═════ Task input
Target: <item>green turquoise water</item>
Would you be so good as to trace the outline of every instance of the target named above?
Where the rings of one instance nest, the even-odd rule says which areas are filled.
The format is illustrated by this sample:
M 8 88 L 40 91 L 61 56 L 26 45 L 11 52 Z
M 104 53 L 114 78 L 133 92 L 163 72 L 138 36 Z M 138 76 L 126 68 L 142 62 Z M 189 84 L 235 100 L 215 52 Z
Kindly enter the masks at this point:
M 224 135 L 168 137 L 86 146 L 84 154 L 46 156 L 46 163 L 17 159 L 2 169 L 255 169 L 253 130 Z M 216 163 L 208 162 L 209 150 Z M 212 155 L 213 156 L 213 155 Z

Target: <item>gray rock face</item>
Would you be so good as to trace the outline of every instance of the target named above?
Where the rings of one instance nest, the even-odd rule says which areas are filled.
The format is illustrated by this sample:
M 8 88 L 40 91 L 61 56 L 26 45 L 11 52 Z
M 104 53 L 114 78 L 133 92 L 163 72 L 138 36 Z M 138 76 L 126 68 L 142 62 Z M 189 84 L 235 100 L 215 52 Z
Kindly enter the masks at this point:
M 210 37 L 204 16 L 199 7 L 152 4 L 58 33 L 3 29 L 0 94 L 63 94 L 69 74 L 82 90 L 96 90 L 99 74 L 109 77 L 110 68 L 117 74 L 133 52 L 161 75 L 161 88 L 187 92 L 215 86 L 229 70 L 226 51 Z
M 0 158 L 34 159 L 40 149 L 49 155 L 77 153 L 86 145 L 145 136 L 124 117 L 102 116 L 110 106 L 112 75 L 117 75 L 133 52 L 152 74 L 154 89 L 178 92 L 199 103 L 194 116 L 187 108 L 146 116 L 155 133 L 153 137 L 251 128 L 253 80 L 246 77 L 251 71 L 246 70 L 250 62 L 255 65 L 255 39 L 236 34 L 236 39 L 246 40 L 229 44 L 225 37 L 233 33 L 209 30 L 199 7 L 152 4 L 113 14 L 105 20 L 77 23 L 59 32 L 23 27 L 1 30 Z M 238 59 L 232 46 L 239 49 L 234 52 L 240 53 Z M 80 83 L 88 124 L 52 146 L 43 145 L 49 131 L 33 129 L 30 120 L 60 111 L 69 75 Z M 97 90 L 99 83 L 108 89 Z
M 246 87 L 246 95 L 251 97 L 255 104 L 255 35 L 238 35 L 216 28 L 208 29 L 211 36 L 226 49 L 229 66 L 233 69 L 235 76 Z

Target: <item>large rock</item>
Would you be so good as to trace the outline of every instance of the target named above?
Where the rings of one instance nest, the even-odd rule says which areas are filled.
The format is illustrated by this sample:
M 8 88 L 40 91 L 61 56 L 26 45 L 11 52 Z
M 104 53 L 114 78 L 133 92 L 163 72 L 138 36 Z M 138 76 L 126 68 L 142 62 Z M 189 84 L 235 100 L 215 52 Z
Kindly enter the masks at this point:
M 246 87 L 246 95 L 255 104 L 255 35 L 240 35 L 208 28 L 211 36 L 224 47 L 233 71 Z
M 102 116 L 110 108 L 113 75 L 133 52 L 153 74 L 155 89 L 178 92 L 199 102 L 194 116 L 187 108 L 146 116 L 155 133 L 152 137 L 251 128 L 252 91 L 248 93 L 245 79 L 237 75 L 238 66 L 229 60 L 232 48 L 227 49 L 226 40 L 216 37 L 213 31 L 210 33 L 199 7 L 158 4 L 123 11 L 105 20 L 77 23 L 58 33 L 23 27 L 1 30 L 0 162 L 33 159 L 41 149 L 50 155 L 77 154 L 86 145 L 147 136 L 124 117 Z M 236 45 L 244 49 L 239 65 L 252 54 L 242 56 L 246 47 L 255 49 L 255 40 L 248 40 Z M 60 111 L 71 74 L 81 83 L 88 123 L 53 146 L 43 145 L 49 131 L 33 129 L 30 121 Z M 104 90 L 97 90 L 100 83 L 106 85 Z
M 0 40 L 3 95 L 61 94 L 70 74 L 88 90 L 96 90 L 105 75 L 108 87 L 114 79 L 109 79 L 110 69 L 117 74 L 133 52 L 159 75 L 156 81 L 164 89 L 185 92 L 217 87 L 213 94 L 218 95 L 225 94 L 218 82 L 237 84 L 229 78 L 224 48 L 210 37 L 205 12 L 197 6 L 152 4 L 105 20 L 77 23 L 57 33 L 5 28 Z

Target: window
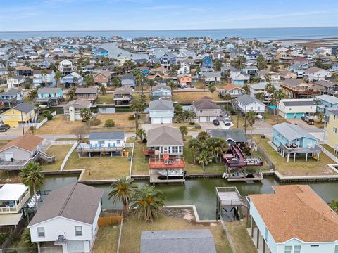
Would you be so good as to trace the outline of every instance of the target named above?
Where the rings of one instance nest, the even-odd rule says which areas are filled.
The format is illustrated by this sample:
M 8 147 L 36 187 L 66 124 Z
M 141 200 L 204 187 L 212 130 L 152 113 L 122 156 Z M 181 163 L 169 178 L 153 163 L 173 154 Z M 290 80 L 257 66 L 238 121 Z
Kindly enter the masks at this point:
M 75 235 L 82 236 L 82 226 L 75 226 Z
M 301 245 L 294 245 L 294 253 L 301 253 Z
M 292 246 L 284 246 L 284 253 L 291 253 L 292 249 Z
M 37 236 L 44 237 L 44 228 L 37 228 Z

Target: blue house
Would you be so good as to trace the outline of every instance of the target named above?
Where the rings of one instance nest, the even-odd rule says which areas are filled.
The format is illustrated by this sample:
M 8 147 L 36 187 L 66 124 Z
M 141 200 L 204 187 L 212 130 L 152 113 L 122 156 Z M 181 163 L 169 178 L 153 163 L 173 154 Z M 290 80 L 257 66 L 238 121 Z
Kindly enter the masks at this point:
M 209 56 L 204 56 L 203 58 L 202 67 L 213 67 L 213 60 Z
M 317 158 L 321 148 L 317 145 L 317 139 L 298 125 L 290 123 L 281 123 L 273 126 L 273 143 L 277 148 L 277 151 L 282 157 L 293 156 L 294 162 L 296 156 L 305 155 L 305 161 L 308 161 L 308 155 Z

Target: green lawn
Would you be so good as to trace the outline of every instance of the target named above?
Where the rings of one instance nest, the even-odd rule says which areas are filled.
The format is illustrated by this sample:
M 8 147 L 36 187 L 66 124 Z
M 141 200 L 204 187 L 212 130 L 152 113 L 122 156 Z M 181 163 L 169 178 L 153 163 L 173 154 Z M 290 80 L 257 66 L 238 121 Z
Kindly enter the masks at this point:
M 269 156 L 271 162 L 275 164 L 276 170 L 283 176 L 310 176 L 310 175 L 332 175 L 335 172 L 327 164 L 334 163 L 326 155 L 320 153 L 319 162 L 311 157 L 308 157 L 308 162 L 305 162 L 305 157 L 296 157 L 296 162 L 293 162 L 293 157 L 290 157 L 289 162 L 287 162 L 287 158 L 282 157 L 280 154 L 275 150 L 269 143 L 268 139 L 261 139 L 258 136 L 254 138 Z

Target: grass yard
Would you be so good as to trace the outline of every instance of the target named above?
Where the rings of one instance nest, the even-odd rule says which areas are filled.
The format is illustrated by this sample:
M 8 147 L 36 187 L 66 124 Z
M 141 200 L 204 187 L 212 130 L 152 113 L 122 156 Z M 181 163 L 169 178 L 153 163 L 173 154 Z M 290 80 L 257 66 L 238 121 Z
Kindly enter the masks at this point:
M 72 145 L 51 145 L 46 153 L 55 157 L 55 162 L 51 164 L 45 164 L 43 169 L 45 171 L 60 170 L 62 162 L 69 150 L 72 148 Z
M 213 93 L 214 101 L 223 101 L 218 95 L 218 92 Z M 179 103 L 192 103 L 192 101 L 199 100 L 203 97 L 208 96 L 212 98 L 211 92 L 208 91 L 208 89 L 206 89 L 206 91 L 189 91 L 189 92 L 174 92 L 173 93 L 173 100 Z
M 86 124 L 80 120 L 70 122 L 65 120 L 63 115 L 58 115 L 47 121 L 39 129 L 35 131 L 35 134 L 73 134 L 73 131 L 79 126 Z
M 254 136 L 254 138 L 259 147 L 269 156 L 271 162 L 275 164 L 276 170 L 283 176 L 332 175 L 335 174 L 327 166 L 328 164 L 334 163 L 334 161 L 323 153 L 320 154 L 319 162 L 310 156 L 308 157 L 307 162 L 305 162 L 305 157 L 296 157 L 296 162 L 294 162 L 292 156 L 290 156 L 289 162 L 287 162 L 287 158 L 282 157 L 269 145 L 268 139 L 261 139 L 258 136 Z
M 117 179 L 129 175 L 130 162 L 127 157 L 120 156 L 79 158 L 77 153 L 73 151 L 63 169 L 85 169 L 82 180 Z
M 226 222 L 225 226 L 238 253 L 254 253 L 257 249 L 246 230 L 244 222 Z
M 218 253 L 231 252 L 222 226 L 219 223 L 197 224 L 180 218 L 161 214 L 154 222 L 145 222 L 135 216 L 129 216 L 123 220 L 122 240 L 120 252 L 139 252 L 141 232 L 149 231 L 208 229 L 215 240 Z M 113 252 L 113 251 L 111 251 Z

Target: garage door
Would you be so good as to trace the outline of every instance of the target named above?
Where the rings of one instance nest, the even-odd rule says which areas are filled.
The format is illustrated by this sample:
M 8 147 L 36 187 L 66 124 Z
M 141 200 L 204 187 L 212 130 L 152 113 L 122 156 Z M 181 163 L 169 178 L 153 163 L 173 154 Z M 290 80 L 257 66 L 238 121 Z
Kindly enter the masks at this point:
M 206 117 L 199 117 L 199 122 L 206 122 L 207 120 L 208 120 L 208 119 L 207 119 Z
M 83 241 L 67 242 L 68 253 L 82 253 L 84 252 L 84 244 Z

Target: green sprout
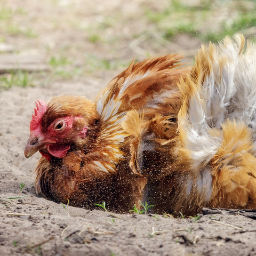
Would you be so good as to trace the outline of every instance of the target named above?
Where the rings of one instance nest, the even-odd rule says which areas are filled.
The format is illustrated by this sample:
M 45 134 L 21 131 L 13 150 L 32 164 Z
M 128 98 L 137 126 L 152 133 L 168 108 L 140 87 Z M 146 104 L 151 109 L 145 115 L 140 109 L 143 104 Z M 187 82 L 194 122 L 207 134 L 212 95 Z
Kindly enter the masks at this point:
M 69 203 L 69 200 L 68 198 L 68 204 L 67 204 L 67 206 L 68 205 L 68 204 Z M 70 217 L 69 213 L 68 212 L 68 210 L 67 210 L 67 208 L 65 206 L 65 205 L 64 204 L 61 204 L 63 206 L 63 207 L 65 209 L 65 211 L 67 212 L 67 213 L 68 214 L 68 215 L 69 217 Z
M 135 213 L 138 213 L 138 214 L 142 214 L 145 211 L 140 211 L 139 210 L 137 209 L 137 207 L 136 207 L 136 205 L 134 204 L 134 207 L 133 207 L 133 210 L 130 210 L 130 212 L 134 212 Z
M 157 220 L 159 220 L 159 216 L 156 213 L 155 213 L 155 216 L 152 217 L 156 219 Z
M 20 195 L 20 193 L 21 193 L 21 190 L 22 190 L 22 188 L 25 186 L 25 183 L 22 183 L 21 184 L 20 183 L 20 193 L 19 195 Z
M 154 206 L 154 205 L 148 205 L 148 204 L 147 204 L 147 202 L 145 202 L 145 205 L 144 205 L 141 202 L 140 202 L 140 204 L 143 206 L 143 207 L 144 208 L 144 210 L 145 210 L 145 214 L 147 214 L 147 211 L 148 211 L 148 209 L 150 207 L 153 207 Z M 143 211 L 144 212 L 144 211 Z
M 201 218 L 201 215 L 198 215 L 198 216 L 196 216 L 196 215 L 195 215 L 194 217 L 190 216 L 190 219 L 194 220 L 194 221 L 195 222 L 196 221 L 198 220 Z
M 101 204 L 94 204 L 94 205 L 97 206 L 102 207 L 104 209 L 105 212 L 108 211 L 108 210 L 106 209 L 106 203 L 105 202 L 102 202 L 102 205 Z

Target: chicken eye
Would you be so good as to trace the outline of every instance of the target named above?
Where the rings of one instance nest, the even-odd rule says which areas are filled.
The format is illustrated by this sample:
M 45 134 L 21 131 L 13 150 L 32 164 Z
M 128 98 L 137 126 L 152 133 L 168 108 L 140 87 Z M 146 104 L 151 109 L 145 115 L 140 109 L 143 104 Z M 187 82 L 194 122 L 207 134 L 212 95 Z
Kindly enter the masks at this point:
M 63 126 L 63 123 L 61 123 L 56 126 L 55 129 L 60 129 Z
M 65 121 L 60 121 L 55 125 L 54 129 L 58 131 L 63 130 L 65 127 L 66 123 Z

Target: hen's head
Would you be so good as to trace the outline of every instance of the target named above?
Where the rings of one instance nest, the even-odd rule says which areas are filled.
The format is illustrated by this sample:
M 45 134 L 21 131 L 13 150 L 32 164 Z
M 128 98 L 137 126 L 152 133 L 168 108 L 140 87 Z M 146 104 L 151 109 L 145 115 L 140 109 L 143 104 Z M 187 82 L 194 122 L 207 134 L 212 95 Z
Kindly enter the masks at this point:
M 70 148 L 86 143 L 99 119 L 93 103 L 83 97 L 54 97 L 47 104 L 40 99 L 36 105 L 25 150 L 27 158 L 38 150 L 48 160 L 51 156 L 64 157 Z

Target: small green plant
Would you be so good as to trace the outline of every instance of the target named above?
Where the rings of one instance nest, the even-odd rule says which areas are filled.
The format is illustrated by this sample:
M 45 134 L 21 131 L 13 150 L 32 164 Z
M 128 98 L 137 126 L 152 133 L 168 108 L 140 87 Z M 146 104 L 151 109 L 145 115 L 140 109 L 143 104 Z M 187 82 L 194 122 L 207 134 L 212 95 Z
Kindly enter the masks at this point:
M 147 214 L 147 212 L 148 211 L 148 210 L 149 209 L 149 208 L 150 208 L 150 207 L 153 207 L 154 206 L 154 205 L 148 205 L 148 204 L 147 203 L 147 202 L 145 202 L 145 205 L 144 205 L 141 202 L 140 202 L 140 204 L 143 206 L 143 207 L 144 208 L 144 210 L 145 211 L 143 211 L 143 212 L 145 211 L 145 214 Z
M 196 221 L 198 220 L 201 218 L 201 215 L 198 215 L 198 216 L 196 216 L 196 215 L 195 215 L 194 217 L 193 217 L 193 216 L 190 216 L 189 217 L 190 219 L 192 219 L 194 220 L 194 222 L 195 222 Z
M 15 73 L 12 71 L 0 78 L 0 89 L 9 89 L 14 86 L 27 87 L 32 85 L 32 76 L 28 72 L 20 70 Z
M 95 205 L 96 205 L 97 206 L 102 207 L 104 209 L 104 210 L 105 211 L 105 212 L 108 211 L 108 210 L 106 209 L 106 203 L 105 202 L 102 202 L 102 204 L 95 204 Z
M 68 205 L 69 203 L 69 200 L 68 198 L 68 204 L 67 204 L 67 206 Z M 68 210 L 67 210 L 67 208 L 66 207 L 65 205 L 64 204 L 62 204 L 62 205 L 63 206 L 63 207 L 65 209 L 65 211 L 67 212 L 67 213 L 68 214 L 68 216 L 69 217 L 70 217 L 69 213 L 68 213 Z
M 169 214 L 169 213 L 164 213 L 164 218 L 168 218 L 168 217 L 173 218 L 173 217 L 171 214 Z
M 137 209 L 136 207 L 136 205 L 134 204 L 134 207 L 133 207 L 133 210 L 130 210 L 130 212 L 134 212 L 138 214 L 142 214 L 143 212 L 145 214 L 147 214 L 147 211 L 148 211 L 148 209 L 150 207 L 154 206 L 154 205 L 148 205 L 147 202 L 145 202 L 145 205 L 144 205 L 141 202 L 140 202 L 140 204 L 143 206 L 144 208 L 145 211 L 140 211 L 139 209 Z
M 21 184 L 20 183 L 20 193 L 19 195 L 20 195 L 20 193 L 21 193 L 21 190 L 22 190 L 22 188 L 25 186 L 25 183 L 21 183 Z
M 71 61 L 68 60 L 66 57 L 60 56 L 59 58 L 53 56 L 51 58 L 49 64 L 53 67 L 57 67 L 58 66 L 66 66 L 71 64 Z
M 153 216 L 153 217 L 159 220 L 159 216 L 156 213 L 155 213 L 155 216 Z
M 134 212 L 135 213 L 138 213 L 138 214 L 142 214 L 145 211 L 140 211 L 139 210 L 137 209 L 137 207 L 136 207 L 136 205 L 134 204 L 134 207 L 133 207 L 133 210 L 130 210 L 130 212 Z

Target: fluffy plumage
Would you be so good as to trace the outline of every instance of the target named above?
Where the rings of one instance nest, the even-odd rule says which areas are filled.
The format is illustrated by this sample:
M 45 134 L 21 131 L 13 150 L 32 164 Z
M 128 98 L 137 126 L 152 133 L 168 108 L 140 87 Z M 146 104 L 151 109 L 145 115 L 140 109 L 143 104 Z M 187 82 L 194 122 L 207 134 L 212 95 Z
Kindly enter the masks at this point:
M 133 61 L 93 102 L 74 96 L 39 100 L 25 149 L 28 157 L 37 150 L 43 155 L 36 169 L 37 193 L 88 209 L 103 201 L 114 211 L 139 207 L 147 178 L 135 165 L 130 167 L 136 158 L 135 131 L 147 133 L 152 118 L 169 116 L 170 106 L 179 105 L 177 83 L 188 71 L 179 67 L 180 58 Z M 139 127 L 133 111 L 143 115 Z
M 166 161 L 141 171 L 153 173 L 147 185 L 153 211 L 188 215 L 204 206 L 256 207 L 256 46 L 249 42 L 244 50 L 244 44 L 237 35 L 203 45 L 180 81 L 176 136 L 155 141 Z

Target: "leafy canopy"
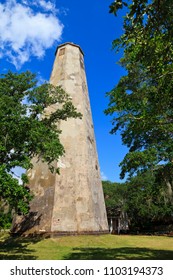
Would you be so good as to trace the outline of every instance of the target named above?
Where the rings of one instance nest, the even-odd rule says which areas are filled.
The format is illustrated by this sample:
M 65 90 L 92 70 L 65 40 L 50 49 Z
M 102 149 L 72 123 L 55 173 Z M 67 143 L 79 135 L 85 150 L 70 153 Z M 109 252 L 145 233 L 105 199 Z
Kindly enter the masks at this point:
══════════
- **Aim of the task**: Please scale the rows from their start through the line containing "M 224 135 L", both ends included, by writing out all those lines again, requests included. Multiply every outline coordinate in the answers by 0.35 and round to whole numbers, halves up, leaving the requests and their format samples unchanged.

- **Task answer**:
Target: <item>green turquoise water</item>
Would you be so good as to trace the outline of every instance of the target named above?
Where the rings of one instance nest, the even-odd rule says which areas are filled.
The format is illustrated by this sample:
M 8 88 L 40 91 L 61 56 L 26 45 L 11 52 Z
M 104 53 L 114 78 L 133 92 L 163 72 L 138 36 Z M 138 76 L 126 68 L 142 62 Z M 189 84 L 235 100 L 215 52 Z
Kindly enter the masks at this point:
M 78 47 L 59 48 L 30 51 L 29 54 L 16 55 L 16 57 L 6 56 L 1 59 L 89 59 L 89 46 Z M 76 57 L 73 57 L 73 53 Z M 74 54 L 75 55 L 75 54 Z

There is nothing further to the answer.